BEGIN Dataset excerpts

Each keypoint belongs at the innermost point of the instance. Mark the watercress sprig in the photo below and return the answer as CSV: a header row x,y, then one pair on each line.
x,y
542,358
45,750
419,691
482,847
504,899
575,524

END Dataset excerpts
BEGIN Dataset excerpts

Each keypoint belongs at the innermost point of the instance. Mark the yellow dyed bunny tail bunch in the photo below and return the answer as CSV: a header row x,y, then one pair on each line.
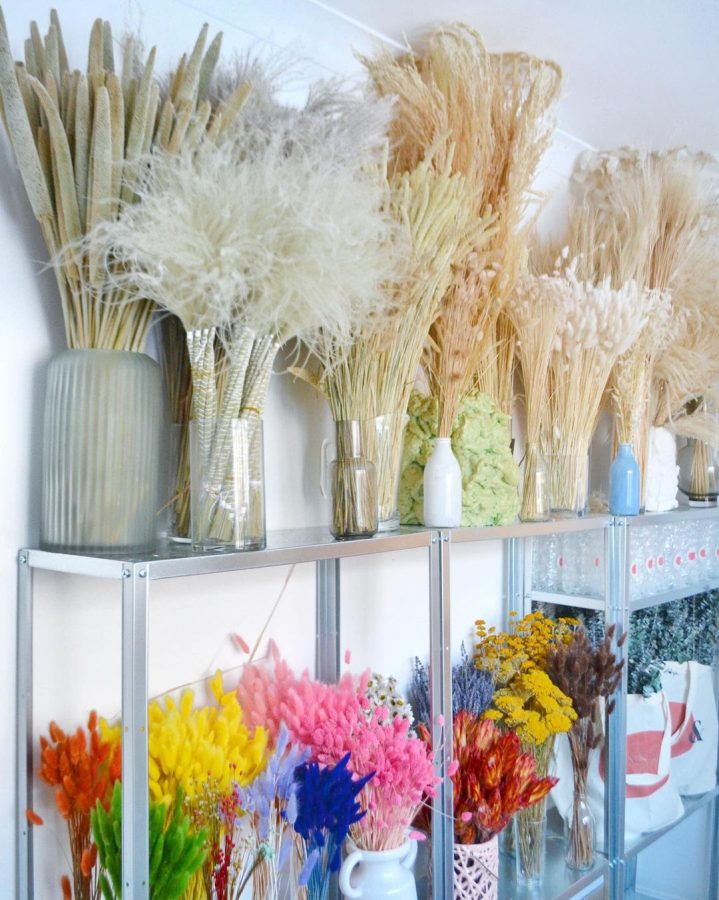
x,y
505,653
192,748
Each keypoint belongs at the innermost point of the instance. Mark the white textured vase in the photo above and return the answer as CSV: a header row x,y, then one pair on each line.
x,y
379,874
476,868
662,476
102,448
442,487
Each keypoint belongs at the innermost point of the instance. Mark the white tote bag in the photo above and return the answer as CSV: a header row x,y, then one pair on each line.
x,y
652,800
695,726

END Dataset excerpts
BEGIN Dataset excerpts

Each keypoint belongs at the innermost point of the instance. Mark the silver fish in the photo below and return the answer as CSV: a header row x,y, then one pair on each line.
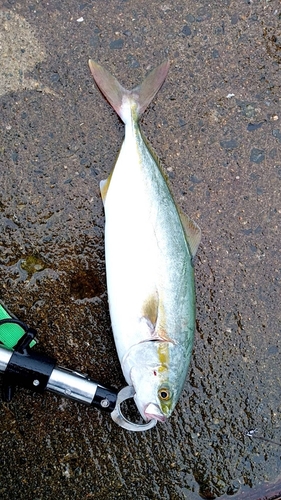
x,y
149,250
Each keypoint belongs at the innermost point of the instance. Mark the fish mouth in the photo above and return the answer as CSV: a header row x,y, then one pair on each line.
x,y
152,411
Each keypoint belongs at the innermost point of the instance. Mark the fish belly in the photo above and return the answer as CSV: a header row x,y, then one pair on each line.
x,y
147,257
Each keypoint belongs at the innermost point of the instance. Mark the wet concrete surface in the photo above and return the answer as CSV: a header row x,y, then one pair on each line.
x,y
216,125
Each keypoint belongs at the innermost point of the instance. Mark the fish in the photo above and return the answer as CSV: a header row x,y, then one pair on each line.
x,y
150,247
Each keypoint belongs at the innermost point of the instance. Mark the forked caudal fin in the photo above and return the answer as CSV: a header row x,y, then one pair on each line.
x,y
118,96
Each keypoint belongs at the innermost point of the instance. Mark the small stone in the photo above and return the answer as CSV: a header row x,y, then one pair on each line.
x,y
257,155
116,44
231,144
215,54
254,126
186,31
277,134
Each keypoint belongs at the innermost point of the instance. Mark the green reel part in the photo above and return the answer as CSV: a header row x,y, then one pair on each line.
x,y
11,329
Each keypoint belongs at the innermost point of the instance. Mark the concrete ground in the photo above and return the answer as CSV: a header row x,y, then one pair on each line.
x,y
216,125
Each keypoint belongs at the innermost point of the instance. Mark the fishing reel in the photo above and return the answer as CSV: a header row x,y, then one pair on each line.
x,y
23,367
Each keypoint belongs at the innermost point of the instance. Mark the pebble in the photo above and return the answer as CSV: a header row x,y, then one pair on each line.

END Dataset excerpts

Reprint exactly the lines above that start at the one with "Mark the wet" and end at the one with "Mark the pebble", keeping both and adding none.

- **Output for this task**
Each keypoint belongs at the innermost point of the instance. Mark the wet concrete surface in the photo above and return the answer as CSV: a header row x,y, then one pair on each line.
x,y
216,125
Each keypoint belongs at the innermost point of the instance. Mark the fish in the photo above and return the answer as CSV: a header row x,y, then one pair on each line.
x,y
150,247
Each keypoint belongs at the innermost point of the instance. Mark the forked caudal fin in the photo above and return the answer as CSV: a header row x,y, then one pair on each line.
x,y
118,96
Each keypoint belongs at the innermost point of the instance. Mark the small stone in the photo above and return the answer as CSV: a header row x,y, then one pair on each line.
x,y
257,155
116,44
231,144
215,54
254,126
186,31
277,134
Each keypoint belongs at the innermost point of the instance. Mark the green reel part in the photo above and return the answer as CSV: a header row x,y, then one pair on each line.
x,y
11,329
Each keypoint belongs at the innermost point of the instance. Mark the concrete ground in the photo above and return the answer as CSV: a header row x,y, then one pair on each line.
x,y
216,125
Each keypoint belongs at the innermost point of the instance. Mark the fishing reel in the photo above and return the answer as CSV: a header row x,y, then one pair on each line.
x,y
23,367
Each keypoint belongs at the innermost point of the instance. Mark the pebble in the photo above and return the answer as CSV: a header row x,y, then one pair on each line.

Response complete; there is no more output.